• [Consegna]: Traduci in inglese la seguente frase dell'estratto sulla pittura di Cristina Annino: «Leggerezza non vuol dire però l’edonismo smaccato di cui parlava Matisse; la pittura si occupa anche del male e delle difficoltà umane, anche se l’orizzonte di una cupezza senza rimedio rimane estraneo all’Annino».

• [Estratto della pagina]:

_ _ _ _ _ _ _

A. Breton“Solo gli uccelli volano, e gli angeli, e gli uomini
quando sognano”.
J. Saramago
Accostarsi alla ricca produzione pittorica di Cristina Annino, significa assistere allo spettacolo di un artista che porta nuova e fresca acqua al mulino della polemica antineoavanguardista. A tutt’oggi le Neoavanguardie imperano e portano avanti il discorso della negazione della pittura; si tratta di un’ ideologia pesante, afferma la Annino. A questa pesantezza oppone la sopravvivenza scandalosa della pittura ed una “filosofia della leggerezza” che intende, appunto, rovesciare l’ortodossia dominante. Vediamo di procedere con ordine.
Innanzitutto la natura non è quasi mai presente nei lavori della pittrice; Annino si occupa principalmente di corpi umani e animaleschi, anche se questi vengono travolti tutti dalla tempesta perfetta della de figurazione. Questa poi è a servizio della leggerezza che rimane il filo rosso delle meditazioni della nostra. Leggerezza non vuol dire però l’edonismo smaccato di cui parlava Matisse; la pittura si occupa anche del male e delle difficoltà umane, anche se l’orizzonte di una cupezza senza rimedio rimane estraneo all’Annino. Ecco dunque gli esseri deformarsi, stirarsi, allungarsi e perdere senz’altro i segni della realtà e dell’empiria.

_ _ _ _ _ _ _

• [Dati forniti]:
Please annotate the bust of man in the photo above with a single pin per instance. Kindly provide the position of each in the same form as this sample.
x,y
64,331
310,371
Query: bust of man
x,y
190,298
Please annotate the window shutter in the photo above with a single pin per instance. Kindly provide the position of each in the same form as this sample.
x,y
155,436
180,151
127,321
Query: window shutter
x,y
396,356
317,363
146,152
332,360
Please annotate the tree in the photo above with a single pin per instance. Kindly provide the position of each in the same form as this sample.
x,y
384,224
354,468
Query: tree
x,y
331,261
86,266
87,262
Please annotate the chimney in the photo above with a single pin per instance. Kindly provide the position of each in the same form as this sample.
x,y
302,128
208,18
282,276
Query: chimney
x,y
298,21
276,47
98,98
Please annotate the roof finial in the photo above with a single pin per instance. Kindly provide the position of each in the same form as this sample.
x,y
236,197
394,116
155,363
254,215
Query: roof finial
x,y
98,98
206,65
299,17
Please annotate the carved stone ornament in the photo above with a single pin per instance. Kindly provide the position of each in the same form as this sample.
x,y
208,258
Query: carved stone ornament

_ _ _ _ _ _ _

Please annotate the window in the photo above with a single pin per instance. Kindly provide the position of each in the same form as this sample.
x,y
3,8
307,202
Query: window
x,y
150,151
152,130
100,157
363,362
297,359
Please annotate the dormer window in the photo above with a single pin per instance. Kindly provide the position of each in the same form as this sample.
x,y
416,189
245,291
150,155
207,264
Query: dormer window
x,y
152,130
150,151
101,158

_ _ _ _ _ _ _

• [Soluzione]: Lightness, however, does not mean the blatant hedonism Matisse spoke of; painting also deals with evil and human hardships, even though the horizon of an irremediable gloom remains foreign to Annino.